### Texte à examiner:
+++

Critique de la valeur travail : forme valeur, abstraction réelle et le concept de la monnaie

 Tran Hai Hac

La lecture du Capital que développe Jean-Marie Vincent est celle de la critique de l’économie politique qui a son « épicentre » dans la critique de la valeur-travail. (`) De Critique du travail [1987] à Un autre Marx [2001], J.-M. Vincent met en évidence la possibilité de deux lectures différentes de la théorie de la valeur chez Marx. La problématique de la valeur la plus communément attribuée à Marx est celle dite de la valeur-travail, en prolongement de la théorie de Ricardo : elle consiste à réduire la valeur au travail, à la ramener à une substance mesurée par le temps de travail, cette substance homogène et quantifiable étant le travail abstrait. Dépense de travail humain en général, indépendamment des formes concrètes sous lesquelles il est effectué, le travail abstrait est aussi une catégorie indépendante des formes sociales de production.

+++

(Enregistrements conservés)
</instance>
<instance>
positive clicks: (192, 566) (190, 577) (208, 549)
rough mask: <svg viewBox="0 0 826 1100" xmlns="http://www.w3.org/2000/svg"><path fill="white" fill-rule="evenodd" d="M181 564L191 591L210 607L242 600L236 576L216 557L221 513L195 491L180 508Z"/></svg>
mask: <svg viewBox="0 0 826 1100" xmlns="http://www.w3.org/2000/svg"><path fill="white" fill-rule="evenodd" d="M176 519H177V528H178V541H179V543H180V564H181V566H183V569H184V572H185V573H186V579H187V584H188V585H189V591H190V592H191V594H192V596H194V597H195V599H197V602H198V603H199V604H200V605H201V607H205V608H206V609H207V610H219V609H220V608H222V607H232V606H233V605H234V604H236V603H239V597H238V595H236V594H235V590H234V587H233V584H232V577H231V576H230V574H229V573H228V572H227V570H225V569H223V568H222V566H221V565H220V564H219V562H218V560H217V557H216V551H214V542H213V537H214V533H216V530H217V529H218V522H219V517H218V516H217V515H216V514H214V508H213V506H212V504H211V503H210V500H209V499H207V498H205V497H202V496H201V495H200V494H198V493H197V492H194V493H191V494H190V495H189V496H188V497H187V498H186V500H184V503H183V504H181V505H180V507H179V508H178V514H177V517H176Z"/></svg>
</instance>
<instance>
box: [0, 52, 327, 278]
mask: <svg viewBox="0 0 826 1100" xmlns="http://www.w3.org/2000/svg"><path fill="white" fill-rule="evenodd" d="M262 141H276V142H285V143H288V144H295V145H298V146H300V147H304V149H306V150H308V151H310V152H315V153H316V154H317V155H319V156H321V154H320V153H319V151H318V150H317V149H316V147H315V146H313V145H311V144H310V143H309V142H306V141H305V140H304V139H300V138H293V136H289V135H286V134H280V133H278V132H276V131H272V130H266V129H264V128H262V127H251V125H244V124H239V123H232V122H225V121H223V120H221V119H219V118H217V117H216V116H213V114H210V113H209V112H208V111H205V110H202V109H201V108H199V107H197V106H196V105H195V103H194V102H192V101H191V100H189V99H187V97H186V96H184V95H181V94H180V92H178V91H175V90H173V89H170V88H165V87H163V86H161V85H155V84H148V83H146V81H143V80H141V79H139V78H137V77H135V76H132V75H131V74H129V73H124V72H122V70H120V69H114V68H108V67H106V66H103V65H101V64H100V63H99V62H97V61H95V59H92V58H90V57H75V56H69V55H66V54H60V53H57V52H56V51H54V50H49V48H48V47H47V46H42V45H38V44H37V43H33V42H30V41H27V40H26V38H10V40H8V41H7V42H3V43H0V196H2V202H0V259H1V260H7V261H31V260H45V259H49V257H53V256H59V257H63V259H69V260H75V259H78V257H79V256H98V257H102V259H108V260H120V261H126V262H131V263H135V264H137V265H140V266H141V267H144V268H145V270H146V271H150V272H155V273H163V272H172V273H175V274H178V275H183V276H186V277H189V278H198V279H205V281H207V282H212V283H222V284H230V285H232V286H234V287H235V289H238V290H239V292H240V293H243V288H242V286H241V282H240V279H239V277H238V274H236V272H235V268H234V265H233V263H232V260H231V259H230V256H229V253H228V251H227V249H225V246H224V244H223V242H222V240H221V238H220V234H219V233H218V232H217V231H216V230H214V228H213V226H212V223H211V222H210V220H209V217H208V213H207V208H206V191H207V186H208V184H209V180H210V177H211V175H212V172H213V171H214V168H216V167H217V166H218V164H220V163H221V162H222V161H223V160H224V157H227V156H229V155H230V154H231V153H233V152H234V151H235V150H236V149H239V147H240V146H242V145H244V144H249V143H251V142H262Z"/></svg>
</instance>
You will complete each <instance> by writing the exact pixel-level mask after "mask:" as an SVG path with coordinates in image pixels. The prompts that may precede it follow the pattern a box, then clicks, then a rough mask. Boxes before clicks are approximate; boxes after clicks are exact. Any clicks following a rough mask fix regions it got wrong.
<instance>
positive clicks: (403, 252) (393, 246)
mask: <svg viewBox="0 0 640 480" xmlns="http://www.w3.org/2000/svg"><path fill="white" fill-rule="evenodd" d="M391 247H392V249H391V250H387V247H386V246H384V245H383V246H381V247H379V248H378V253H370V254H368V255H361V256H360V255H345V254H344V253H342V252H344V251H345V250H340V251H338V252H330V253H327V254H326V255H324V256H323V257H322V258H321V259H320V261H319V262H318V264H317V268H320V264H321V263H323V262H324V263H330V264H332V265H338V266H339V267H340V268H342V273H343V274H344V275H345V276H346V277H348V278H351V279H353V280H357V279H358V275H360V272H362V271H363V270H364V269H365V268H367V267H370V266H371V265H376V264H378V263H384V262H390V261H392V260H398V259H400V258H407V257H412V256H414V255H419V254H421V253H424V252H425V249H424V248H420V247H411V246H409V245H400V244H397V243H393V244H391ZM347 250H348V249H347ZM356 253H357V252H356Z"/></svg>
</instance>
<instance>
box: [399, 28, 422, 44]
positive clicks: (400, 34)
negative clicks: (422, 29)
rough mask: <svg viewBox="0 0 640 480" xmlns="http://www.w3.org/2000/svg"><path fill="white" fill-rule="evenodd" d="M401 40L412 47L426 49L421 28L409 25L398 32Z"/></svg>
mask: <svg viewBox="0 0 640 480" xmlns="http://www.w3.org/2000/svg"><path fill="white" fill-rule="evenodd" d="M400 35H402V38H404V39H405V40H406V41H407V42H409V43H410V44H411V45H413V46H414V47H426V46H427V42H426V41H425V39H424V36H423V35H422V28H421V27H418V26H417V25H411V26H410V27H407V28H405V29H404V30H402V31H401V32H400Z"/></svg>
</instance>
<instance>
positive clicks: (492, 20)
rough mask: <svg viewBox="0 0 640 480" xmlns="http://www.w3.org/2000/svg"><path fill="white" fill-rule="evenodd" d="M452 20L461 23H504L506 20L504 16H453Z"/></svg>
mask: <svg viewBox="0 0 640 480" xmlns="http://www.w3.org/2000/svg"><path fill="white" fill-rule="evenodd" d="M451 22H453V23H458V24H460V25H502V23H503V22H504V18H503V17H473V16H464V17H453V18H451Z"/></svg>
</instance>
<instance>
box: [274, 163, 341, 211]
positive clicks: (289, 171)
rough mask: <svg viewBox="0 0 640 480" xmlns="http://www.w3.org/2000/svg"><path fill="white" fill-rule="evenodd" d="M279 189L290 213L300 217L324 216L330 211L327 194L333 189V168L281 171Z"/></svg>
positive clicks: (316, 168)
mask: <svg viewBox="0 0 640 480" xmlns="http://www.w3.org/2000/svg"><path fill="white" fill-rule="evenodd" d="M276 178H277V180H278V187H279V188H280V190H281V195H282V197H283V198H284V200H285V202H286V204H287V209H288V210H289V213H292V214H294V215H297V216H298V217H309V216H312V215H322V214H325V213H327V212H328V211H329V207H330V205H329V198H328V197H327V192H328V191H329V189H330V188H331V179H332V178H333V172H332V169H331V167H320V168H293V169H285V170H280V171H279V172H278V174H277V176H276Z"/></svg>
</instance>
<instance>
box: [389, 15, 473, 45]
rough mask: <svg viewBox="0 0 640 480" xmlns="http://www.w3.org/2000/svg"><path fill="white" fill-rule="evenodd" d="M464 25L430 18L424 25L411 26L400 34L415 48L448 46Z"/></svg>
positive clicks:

+++

### Énoncé de la tâche:
Poursuivez le texte sur la critique de la valeur-travail à partir de sa dernière phrase.

### Corrigé:
En opposition à cette interprétation du Capital, et à la suite de I. Roubine, J.-M. Vincent dégage une autre problématique de la valeur, celle de la forme valeur – ou encore ce qu’il nomme la « forme valeur du travail » [1987, p. 140], sans doute pour souligner que le problème posé est non pas celui de la réduction de la valeur au travail, mais celui de la représentation du travail dans la valeur. Car ce qu’il faut analyser, c’est la forme valeur, autrement dit, la valeur comme forme sociale, la valeur en tant qu’expression de rapports sociaux du capitalisme. Substance sociale de la valeur, le travail abstrait désigne non pas l’activité de travail en tant que telle, mais cette activité en tant qu’elle exprime des relations sociales spécifiques. C’est l’oubli de cette nature relationnelle du travail abstrait qui le transforme en catégorie générale transhistorique. Aussi, contrairement à ce que laisse croire la théorie de la valeur-travail, ce n’est pas le travail en tant que tel qui crée la valeur, mais bien les relations sociales dans lesquelles le travail est mis en œuvre : la valeur travail est, en ce sens, une catégorie fétichisée.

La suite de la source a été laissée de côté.